__Task details__. Pick up the gini impurity write-up where it stops and keep it going.
━━━ Document ━━━
# Computing gini impurity

Decision trees use the gini impurity index as a measure of uncertainty; it is like entropy except faster to compute because it does not involve logarithms. Given a list of $k$ probabilities for a $k$-class classification problem, gini impurity gives a value between 0 and $(k - 1)/k$. For the common case of binary classification ($k=2$), gini impurity is between 0 and 0.5. Here is the formula given a vector of probabilities for each class:

$$
Gini({\bf p}) = \sum_{i=1}^{k} p_i \left[ \sum_{j \ne i}^k p_j \right] = \sum_{i=1}^{k} p_i (1 - p_i) = \sum_{i=1}^{k} p_i - \sum_{i=1}^{k} p_i^2 = 1 - \sum_{i=1}^{k} p_i^2
$$

where $p_i = \frac{|y[y==i]|}{|y|}$. Since $\sum_{j \ne i}^k p_j$ is the probability of "not $p_i$", we can summarize that as just $1-p_i$. The gini value is then computing $p_i$ times "not $p_i$" for $k$ classes.  Value $p_i$ is the probability of seeing class $i$ in a list of target values, $y$. 

## Range of gini impurity

The minimum value occurs when exactly one $p_i$ has nonzero probability, which must mean $p_i=1.0$. The gini impurity is then 1-1 = 0.

The maximum value occurs when there is maximum uncertainty, which would mean all probabilities are equal (and sum to 1.0): $p_i = p_j ~\forall ~i \neq j$.  Equal probabilities for $k$ classes means that $p_i = 1/k$ and therefore $1 - \sum_{i=1}^{k} p_i^2 = 1 - \sum_{i=1}^{k} 1/k^2 = 1 - k/k^2 = 1 - 1/k = (k-1)/k$.  The maximum value of that is when $1/k$ is at its smallest, which is when $k$ it gets really big. As $k$ gets bigger, $1/k$ goes to 0, leaving the maximum gini impurity as 1-0 = 1. You can see from the following iterations that the more classes we have, the smaller the second term becomes very small for large $k$:

In [12]:
import numpy as np
for k in [2,3,10,1000]:
    p = np.full(shape=(k,), fill_value=1.0/k)
━━━ Data extract ━━━
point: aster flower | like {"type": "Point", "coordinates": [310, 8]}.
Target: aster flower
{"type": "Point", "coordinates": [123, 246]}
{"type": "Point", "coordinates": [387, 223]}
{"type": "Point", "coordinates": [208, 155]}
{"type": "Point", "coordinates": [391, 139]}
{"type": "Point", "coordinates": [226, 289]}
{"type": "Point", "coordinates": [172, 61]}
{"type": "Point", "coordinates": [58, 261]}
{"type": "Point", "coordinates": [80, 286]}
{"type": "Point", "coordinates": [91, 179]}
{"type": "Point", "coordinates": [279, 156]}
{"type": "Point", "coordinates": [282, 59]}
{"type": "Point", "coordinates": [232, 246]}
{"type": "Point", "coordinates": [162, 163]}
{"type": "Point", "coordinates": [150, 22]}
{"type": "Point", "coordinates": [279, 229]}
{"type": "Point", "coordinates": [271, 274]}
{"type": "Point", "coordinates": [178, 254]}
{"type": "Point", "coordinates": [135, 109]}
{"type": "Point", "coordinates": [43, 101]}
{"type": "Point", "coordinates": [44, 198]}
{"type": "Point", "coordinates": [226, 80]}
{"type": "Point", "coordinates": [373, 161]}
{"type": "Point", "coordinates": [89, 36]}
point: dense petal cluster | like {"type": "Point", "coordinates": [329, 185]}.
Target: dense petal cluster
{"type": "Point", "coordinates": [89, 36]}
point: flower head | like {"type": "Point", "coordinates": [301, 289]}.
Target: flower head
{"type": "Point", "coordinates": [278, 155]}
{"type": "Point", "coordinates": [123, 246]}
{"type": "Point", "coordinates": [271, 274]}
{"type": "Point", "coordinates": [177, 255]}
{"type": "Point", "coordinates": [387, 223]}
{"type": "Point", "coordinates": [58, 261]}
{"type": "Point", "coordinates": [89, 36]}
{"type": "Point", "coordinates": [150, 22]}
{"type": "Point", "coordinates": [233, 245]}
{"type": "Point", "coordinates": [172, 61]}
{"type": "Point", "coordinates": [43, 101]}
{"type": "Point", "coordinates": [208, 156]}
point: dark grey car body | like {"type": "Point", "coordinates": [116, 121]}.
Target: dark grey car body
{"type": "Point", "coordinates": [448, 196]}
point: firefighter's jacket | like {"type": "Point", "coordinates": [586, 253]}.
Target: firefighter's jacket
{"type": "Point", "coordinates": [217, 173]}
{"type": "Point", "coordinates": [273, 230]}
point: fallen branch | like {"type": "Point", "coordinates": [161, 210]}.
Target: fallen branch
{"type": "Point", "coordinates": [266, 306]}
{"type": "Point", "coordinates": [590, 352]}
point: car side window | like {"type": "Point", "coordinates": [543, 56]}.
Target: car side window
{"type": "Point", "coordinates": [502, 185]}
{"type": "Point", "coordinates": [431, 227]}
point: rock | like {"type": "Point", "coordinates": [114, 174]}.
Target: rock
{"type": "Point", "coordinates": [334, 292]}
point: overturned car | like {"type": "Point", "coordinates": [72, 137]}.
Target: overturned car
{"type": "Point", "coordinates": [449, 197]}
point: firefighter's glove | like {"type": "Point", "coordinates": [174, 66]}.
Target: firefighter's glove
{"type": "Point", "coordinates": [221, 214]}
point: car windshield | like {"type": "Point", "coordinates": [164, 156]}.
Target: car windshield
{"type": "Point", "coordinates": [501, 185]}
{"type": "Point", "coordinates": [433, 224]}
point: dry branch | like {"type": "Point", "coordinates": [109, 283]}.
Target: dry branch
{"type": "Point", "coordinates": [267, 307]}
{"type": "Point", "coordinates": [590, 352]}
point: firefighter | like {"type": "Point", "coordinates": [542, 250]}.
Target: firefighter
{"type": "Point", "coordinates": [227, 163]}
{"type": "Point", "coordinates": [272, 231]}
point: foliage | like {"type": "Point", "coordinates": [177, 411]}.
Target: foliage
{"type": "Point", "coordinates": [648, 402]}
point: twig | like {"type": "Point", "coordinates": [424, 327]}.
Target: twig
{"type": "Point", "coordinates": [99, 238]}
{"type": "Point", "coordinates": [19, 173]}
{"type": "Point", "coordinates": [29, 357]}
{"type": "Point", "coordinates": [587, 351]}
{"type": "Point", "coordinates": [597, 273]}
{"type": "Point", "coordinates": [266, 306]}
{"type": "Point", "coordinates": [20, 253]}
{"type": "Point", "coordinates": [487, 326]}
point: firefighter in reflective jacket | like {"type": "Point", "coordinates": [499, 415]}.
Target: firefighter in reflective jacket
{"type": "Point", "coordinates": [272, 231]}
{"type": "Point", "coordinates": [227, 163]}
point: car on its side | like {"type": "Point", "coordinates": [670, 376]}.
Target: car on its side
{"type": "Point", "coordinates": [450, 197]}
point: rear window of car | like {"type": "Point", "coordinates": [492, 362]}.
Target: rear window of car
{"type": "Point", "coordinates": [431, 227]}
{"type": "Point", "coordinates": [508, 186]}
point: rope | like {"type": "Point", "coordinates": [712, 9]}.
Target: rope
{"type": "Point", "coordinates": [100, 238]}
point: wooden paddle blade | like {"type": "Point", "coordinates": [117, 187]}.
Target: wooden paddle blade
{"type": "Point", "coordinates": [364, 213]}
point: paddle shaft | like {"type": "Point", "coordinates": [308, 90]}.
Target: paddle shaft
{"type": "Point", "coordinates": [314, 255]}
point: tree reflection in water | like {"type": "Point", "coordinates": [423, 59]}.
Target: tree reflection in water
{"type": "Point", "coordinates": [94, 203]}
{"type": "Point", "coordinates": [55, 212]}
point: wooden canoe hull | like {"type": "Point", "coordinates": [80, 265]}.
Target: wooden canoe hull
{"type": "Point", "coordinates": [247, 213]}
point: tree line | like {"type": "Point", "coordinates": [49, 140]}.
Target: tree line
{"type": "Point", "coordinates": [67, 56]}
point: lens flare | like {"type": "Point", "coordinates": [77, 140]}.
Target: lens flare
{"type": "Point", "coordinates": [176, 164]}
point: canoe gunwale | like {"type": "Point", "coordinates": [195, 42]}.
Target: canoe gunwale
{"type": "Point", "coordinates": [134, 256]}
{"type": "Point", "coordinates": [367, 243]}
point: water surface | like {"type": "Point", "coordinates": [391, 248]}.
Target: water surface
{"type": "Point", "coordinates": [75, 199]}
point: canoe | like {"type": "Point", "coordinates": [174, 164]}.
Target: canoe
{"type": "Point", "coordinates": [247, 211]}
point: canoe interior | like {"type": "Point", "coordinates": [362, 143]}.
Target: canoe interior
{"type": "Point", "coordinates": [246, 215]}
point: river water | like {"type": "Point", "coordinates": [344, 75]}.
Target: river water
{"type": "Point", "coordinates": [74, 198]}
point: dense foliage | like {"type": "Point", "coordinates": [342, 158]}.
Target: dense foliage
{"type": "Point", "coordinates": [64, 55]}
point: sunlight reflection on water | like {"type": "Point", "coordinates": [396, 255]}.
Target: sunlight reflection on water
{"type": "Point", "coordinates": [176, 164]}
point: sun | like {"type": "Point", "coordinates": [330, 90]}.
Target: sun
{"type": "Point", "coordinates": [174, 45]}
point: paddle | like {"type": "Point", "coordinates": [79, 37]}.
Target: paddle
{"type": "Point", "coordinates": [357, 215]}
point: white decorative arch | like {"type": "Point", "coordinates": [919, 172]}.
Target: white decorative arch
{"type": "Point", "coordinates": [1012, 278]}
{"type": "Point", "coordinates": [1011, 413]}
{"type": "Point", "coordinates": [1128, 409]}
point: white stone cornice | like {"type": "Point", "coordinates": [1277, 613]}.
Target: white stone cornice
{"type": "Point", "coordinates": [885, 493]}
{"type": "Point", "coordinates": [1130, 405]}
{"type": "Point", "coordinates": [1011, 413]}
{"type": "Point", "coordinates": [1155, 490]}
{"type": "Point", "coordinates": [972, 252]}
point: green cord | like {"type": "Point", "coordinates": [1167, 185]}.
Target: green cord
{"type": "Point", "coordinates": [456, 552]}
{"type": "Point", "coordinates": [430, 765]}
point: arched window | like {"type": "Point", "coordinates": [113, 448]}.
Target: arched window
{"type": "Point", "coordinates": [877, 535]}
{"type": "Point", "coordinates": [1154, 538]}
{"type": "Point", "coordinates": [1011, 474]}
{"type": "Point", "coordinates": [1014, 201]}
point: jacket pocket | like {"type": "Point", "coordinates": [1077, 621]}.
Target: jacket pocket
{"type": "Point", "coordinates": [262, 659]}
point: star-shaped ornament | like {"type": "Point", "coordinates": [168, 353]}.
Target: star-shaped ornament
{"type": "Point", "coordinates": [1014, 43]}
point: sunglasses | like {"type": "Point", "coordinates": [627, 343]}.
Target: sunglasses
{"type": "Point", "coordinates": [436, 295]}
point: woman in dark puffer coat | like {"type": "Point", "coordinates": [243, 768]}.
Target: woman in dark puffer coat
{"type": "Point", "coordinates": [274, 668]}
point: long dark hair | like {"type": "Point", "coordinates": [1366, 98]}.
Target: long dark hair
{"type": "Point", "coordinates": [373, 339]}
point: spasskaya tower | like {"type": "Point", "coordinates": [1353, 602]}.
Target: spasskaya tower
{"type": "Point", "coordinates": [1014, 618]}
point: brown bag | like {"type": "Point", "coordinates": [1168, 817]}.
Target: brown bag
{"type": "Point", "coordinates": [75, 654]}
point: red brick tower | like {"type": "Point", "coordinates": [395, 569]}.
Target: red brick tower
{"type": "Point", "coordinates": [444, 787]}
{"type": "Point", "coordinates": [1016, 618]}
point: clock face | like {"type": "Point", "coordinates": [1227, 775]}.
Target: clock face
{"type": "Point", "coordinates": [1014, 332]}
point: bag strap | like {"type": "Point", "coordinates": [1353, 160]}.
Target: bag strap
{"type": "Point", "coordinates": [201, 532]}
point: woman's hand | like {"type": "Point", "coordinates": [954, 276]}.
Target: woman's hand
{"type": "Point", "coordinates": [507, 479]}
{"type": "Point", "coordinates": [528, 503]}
━━━
__Answer__.
    print(f"{k:4d}-class problem: sum(p^2)={np.sum(p**2):.4f}, 1/k={1/k:.4f}")

   2-class problem: sum(p^2)=0.5000, 1/k=0.5000
   3-class problem: sum(p^2)=0.3333, 1/k=0.3333
  10-class problem: sum(p^2)=0.1000, 1/k=0.1000
1000-class problem: sum(p^2)=0.0010, 1/k=0.0010


In [14]:
def gini(y):
    """
    Compute gini impurity from y vector of class values (from k unique values).
    Result is in range 0..(k-1/k) inclusive; binary range is 0..1/2.
    See https://en.wikipedia.org/wiki/Decision_tree_learning#Gini_impurity"
    """
    _, counts = np.unique(y, return_counts=True)
    p = counts / len(y)
    return 1 - np.sum( p**2 )

# Play

In [30]:
from scipy.stats import mode
y_preds = np.array([0,0,1,1,1])
y_pred,_ = mode(y_preds)
y_pred = y_pred[0]
print(y_pred)
T = len(y_preds)
np.sum(y_preds==y_pred) / T

1


0.6

In [38]:
y_preds = np.array([0,0,0,1])
1 - gini(y_preds)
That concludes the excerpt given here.